* Questions to answer:
1. In the cervical spine surgery passage, why is the endotracheal tube cuff deflated and reinflated after the lateral retractor is placed?
2. Carry on the cervical spine surgery passage from its last sentence.

* Supplied passage:
------------------------------------------------------------------------

A small unilateral skin incision is made along the natural skin crease at approximately C5. Either side can be approached, but the right side is often preferred by right-handed surgeons.
The platysma muscle is divided horizontally.
The sternocleidomastoid muscle is identified and the fascia along the medial border of this muscle is opened sharply.
The carotid artery is palpated to ensure that the approach is continued medial to this structure.
Blunt dissection of natural tissue planes provides easy access to the prevertebral space. The trachea and esophagus are retracted medially.
The prevertebral fascia is incised in the midline at the C5-6 level, and the longus colli muscles are elevated to allow retractor placement.
Caspar sharp-toothed retractor blades are inserted under the longus colli bilaterally at approximately C5 and attached to a modified retractor blade holder (Figure 4-5).
Blunt dissection with a Kittner dissector in the prevertebral fascial plane is carried out to C1 and confirmed on lateral fluoroscopy.
A superior angled retractor blade is inserted to retract the pharyngeal tissues off the anterior upper cervical spine and protect them (see Figure 4-5). This superior retractor is secured to the modified Caspar retractor (Apfelbaum odontoid retractor system).
Portals/Exposures Pearls
• Under fluoroscopy, a straight instrument can be placed alongside the neck for optimal location of the skin incision.
• Firm fixation of the Caspar blades beneath the longus muscles is crucial for proper fixation of the retractors during the procedure.
• Deflation and reinflation of the endotracheal tube cuff after placing the lateral retractor allows the endotracheal tube to be recentralized within the larynx, which may reduce the risk of recurrent laryngeal nerve injury.
Procedure
Step 1
An entry site on the anterior inferior edge of C2 is chosen and confirmed on AP and lateral fluoroscopy.
A 2-mm Kirschner wire (K-wire) is impacted 3 to 5 mm into the desired entry site (Figure 4-6, A).
A 7-mm hollow-core hand-twist drill is passed over the K-wire. A groove to accommodate the drill guide is drilled into the anterior face of C3 and the annulus of C2-3 (Figure 4-6, B-D).
The inner and outer drill guides are mated and placed over the K-wire.
The outer guide has forward-projecting spikes that are walked up the vertebral column, under live fluoroscopy, to overlie the C3 body.

------------------------------------------------------------------------

* Data section:
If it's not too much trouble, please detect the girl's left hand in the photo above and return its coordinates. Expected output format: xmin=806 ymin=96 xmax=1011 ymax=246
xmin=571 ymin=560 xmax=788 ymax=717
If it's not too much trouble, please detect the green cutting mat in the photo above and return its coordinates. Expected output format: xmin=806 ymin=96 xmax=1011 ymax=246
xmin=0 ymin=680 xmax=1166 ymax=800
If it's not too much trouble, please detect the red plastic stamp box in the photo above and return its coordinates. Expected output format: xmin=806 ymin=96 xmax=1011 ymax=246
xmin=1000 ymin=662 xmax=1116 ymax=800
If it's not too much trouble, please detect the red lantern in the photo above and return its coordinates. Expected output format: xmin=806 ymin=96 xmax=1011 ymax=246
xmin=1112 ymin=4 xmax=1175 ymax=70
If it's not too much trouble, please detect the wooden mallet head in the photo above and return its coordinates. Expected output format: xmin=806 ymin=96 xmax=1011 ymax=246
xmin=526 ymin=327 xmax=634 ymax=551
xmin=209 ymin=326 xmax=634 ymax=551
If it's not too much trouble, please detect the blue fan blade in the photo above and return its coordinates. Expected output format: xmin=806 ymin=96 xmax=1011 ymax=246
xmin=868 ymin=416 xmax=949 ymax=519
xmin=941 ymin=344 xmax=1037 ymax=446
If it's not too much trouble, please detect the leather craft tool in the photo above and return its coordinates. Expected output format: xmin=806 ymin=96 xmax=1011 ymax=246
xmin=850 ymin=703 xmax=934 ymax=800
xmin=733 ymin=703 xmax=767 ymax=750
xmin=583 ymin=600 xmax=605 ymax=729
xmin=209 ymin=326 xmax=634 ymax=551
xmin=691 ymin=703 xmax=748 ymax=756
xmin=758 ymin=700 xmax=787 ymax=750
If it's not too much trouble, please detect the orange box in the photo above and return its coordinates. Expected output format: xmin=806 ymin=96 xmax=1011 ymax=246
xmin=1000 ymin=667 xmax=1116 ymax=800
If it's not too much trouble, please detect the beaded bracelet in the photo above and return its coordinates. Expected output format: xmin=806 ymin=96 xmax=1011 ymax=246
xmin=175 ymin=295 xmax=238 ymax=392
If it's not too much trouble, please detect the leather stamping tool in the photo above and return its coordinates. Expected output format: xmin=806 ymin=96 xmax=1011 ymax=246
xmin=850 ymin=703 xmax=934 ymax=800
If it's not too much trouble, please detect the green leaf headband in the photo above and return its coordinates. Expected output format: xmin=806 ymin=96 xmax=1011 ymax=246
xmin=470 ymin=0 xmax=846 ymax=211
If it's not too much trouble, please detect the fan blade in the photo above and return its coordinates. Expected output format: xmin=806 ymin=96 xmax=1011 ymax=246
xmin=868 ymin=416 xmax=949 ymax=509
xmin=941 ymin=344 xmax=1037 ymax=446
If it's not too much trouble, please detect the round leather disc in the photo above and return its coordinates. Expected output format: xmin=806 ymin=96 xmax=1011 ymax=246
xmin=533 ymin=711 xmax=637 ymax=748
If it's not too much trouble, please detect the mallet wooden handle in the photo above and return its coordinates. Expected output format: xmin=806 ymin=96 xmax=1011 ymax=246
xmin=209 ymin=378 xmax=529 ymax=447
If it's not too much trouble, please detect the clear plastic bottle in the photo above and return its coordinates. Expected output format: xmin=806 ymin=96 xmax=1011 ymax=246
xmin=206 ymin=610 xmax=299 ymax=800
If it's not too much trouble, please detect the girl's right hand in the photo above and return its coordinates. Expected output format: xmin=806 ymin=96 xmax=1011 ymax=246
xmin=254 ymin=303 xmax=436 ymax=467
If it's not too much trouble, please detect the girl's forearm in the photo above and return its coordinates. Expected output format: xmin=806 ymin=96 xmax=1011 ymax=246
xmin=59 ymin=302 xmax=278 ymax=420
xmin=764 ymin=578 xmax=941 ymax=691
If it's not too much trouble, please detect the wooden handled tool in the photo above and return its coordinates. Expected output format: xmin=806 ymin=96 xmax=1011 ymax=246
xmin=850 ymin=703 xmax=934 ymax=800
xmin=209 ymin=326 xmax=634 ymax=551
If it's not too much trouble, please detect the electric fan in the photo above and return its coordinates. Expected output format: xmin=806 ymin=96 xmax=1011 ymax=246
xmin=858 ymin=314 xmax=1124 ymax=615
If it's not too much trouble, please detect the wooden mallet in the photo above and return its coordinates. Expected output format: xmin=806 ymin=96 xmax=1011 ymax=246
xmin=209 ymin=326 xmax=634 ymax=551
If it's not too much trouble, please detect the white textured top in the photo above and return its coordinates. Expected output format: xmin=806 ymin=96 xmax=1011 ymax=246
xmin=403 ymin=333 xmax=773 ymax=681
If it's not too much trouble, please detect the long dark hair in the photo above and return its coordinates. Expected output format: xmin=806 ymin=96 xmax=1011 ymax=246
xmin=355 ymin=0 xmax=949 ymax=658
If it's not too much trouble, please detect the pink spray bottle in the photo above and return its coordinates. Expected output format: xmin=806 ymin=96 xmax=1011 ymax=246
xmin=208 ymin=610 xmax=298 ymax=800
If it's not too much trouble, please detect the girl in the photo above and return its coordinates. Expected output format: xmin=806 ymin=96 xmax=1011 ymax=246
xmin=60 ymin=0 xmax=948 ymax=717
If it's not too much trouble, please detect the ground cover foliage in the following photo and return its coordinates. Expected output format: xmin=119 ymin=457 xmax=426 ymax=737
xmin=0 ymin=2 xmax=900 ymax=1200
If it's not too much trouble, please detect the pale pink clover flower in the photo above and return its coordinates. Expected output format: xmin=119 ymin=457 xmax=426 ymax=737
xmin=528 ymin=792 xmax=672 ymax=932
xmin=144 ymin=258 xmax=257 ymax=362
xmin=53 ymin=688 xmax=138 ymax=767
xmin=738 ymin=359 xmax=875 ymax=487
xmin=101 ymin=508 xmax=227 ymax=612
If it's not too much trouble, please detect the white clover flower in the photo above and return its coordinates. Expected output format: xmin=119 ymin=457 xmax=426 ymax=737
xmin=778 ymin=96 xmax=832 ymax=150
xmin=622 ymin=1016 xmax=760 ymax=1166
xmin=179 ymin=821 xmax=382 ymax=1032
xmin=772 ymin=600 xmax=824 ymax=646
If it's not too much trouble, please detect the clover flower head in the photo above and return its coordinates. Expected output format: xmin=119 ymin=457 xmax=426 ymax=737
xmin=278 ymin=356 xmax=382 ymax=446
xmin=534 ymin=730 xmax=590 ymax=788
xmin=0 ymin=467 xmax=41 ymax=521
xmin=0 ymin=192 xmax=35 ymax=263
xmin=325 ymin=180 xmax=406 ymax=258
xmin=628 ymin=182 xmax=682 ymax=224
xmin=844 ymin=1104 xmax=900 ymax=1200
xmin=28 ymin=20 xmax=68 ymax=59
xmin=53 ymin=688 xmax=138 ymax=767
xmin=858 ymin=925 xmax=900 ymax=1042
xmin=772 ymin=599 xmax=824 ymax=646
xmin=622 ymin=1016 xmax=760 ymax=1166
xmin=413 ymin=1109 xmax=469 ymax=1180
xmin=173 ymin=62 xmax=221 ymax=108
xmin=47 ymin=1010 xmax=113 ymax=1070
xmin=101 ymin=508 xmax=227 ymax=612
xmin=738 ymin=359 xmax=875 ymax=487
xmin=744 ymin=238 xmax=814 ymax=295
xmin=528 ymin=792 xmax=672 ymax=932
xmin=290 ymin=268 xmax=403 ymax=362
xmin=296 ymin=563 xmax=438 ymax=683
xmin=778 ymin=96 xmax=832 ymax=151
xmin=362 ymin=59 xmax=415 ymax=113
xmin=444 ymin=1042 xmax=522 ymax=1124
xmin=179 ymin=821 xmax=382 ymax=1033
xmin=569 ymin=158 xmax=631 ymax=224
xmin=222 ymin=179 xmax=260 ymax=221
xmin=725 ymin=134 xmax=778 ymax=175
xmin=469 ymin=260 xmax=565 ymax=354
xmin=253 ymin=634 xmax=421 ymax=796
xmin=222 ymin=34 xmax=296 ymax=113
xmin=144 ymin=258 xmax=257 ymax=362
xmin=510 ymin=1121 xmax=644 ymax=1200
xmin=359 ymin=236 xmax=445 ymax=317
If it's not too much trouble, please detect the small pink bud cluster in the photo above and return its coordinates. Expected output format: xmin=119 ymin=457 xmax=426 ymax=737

------------------------------------------------------------------------

* Answers:
1. Deflating and reinflating the cuff lets the endotracheal tube recentralize within the larynx. This may reduce the risk of recurrent laryngeal nerve injury.

2.
The inner guide tube is then advanced in the previously created groove (see Figure 4-7, B, large arrow) up to the bottom of C2 (see Figure 4-7, B, small arrow). At this stage, the K-wire can be removed.
Step 2
A pilot hole is drilled through the body of C2, across the fracture gap, and into the odontoid fragment using a calibrated drill bit, with attention to drill the distal cortex of the odontoid (Figure 4-8, A).
The inner guide is removed, and the calibrated tap is inserted into the outer guide tube.
A 4-mm, buttress-threaded cortical titanium lag screw (threaded distally only) is inserted into the guide tube and the tapped hole.
A second screw can placed in the same fashion if anatomy allows.
Stability can be confirmed by flexing and extending the patient’s neck under fluoroscopy.
The retractors are removed, the wound is irrigated, hemostasis is ensured, and the wound is closed in layers.
Postoperative Care and Expected Outcomes
The authors observe all patients in a monitored setting overnight for acute complications, including hematoma development and respiratory compromise.
The authors do not use external orthoses in most cases. They recommend the use of a rigid collar in the case of an anterior oblique fracture (posterior superior to anterior inferior) and in patients who are very osteoporotic.
AP and lateral plain radiographs are sufficient, but CT scanning should be considered if any concern exists about screw placement.
Early ambulation is critical, especially in elderly patients.
Fusion rates of 85% to 95% have been demonstrated in numerous studies.
Full range of cervical motion was present in 83% of patients after fusion.